> [WHAT YOU HAVE TO DO]
Copy each of the following entries exactly as it appears, keeping every line and character unchanged.

> [INPUT RECORDS]
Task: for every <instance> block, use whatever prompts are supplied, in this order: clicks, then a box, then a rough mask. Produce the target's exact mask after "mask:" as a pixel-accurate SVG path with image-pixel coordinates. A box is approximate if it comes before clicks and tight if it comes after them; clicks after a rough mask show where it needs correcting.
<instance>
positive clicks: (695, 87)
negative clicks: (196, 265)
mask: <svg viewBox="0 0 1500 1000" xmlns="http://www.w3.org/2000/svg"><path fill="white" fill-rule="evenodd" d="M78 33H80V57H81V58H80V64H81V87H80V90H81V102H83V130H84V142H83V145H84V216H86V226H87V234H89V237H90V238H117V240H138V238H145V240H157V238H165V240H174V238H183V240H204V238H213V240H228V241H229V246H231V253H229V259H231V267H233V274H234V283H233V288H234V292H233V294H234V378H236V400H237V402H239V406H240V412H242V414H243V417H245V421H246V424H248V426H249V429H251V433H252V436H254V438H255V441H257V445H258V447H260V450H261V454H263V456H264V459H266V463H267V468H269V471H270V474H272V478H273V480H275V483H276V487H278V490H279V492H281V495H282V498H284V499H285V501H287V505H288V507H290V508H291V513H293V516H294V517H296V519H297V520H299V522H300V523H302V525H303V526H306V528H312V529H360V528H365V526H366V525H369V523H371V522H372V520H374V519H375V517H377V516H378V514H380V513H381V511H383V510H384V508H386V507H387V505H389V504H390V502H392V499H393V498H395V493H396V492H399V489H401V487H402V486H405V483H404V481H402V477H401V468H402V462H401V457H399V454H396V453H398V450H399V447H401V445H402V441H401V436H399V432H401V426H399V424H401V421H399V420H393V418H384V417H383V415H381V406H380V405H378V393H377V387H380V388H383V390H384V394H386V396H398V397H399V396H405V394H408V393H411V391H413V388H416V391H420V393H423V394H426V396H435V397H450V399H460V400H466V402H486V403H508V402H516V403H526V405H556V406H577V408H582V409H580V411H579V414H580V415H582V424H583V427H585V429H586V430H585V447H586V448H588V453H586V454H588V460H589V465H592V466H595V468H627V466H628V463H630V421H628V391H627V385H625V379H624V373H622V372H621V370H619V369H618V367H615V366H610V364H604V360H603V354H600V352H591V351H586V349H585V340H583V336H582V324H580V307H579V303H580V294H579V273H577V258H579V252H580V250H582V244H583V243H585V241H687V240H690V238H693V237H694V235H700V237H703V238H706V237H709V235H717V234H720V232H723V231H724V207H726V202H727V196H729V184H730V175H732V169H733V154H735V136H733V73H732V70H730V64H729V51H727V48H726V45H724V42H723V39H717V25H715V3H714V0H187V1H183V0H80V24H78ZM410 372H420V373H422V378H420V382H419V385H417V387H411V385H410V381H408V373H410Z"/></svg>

> [FINISHED EXERCISE]
Task: for every <instance> block, use whatever prompts are supplied, in this order: clicks, then a box, then a rough mask. Produce the target's exact mask after "mask:" as a pixel-accurate SVG path with image-pixel coordinates. A box is approximate if it comes before clicks and tight if it comes after them; clicks after a rough mask show where it needs correcting.
<instance>
positive clicks: (695, 87)
negative clicks: (196, 265)
mask: <svg viewBox="0 0 1500 1000" xmlns="http://www.w3.org/2000/svg"><path fill="white" fill-rule="evenodd" d="M78 33H80V57H81V58H80V64H81V87H80V90H81V102H83V130H84V142H83V145H84V216H86V226H87V234H89V237H90V238H117V240H138V238H145V240H157V238H165V240H174V238H183V240H204V238H213V240H228V241H229V246H231V253H229V259H231V267H233V274H234V283H233V288H234V292H233V294H234V378H236V400H237V402H239V406H240V412H242V414H243V417H245V421H246V424H248V426H249V429H251V433H252V436H254V438H255V441H257V445H258V447H260V450H261V454H263V456H264V459H266V463H267V468H269V471H270V474H272V478H273V480H275V483H276V487H278V490H279V492H281V495H282V498H284V499H285V501H287V505H288V507H290V508H291V513H293V516H294V517H296V519H297V520H299V522H300V523H302V525H303V526H306V528H312V529H360V528H365V526H366V525H369V523H371V522H372V520H374V519H375V517H377V516H378V514H380V513H381V511H383V510H384V508H386V507H387V505H389V504H390V502H392V499H393V498H395V493H396V492H399V489H401V487H402V486H405V483H404V481H402V477H401V468H402V462H401V457H399V454H396V453H398V450H399V447H401V445H402V441H401V436H399V432H401V426H399V424H401V421H399V420H393V418H384V417H383V415H381V406H380V405H378V393H377V387H380V388H383V390H384V394H386V396H398V397H399V396H405V394H408V393H411V391H413V388H416V391H420V393H423V394H426V396H435V397H450V399H460V400H466V402H486V403H508V402H516V403H526V405H556V406H577V408H582V409H580V411H579V414H580V415H582V424H583V427H585V429H586V430H585V447H586V448H588V453H586V454H588V460H589V465H592V466H595V468H627V466H628V463H630V421H628V391H627V385H625V379H624V373H622V372H621V370H619V369H618V367H615V366H610V364H604V360H603V354H600V352H591V351H586V349H585V340H583V336H582V324H580V307H579V303H580V294H579V273H577V258H579V252H580V250H582V244H583V243H585V241H687V240H690V238H693V237H694V235H700V237H703V238H706V237H709V235H717V234H720V232H723V231H724V207H726V202H727V196H729V184H730V175H732V169H733V154H735V136H733V73H732V70H730V64H729V51H727V48H726V45H724V42H723V39H717V25H715V3H714V0H187V1H183V0H80V24H78ZM410 372H420V373H422V378H420V382H419V385H417V387H411V385H410V381H408V373H410Z"/></svg>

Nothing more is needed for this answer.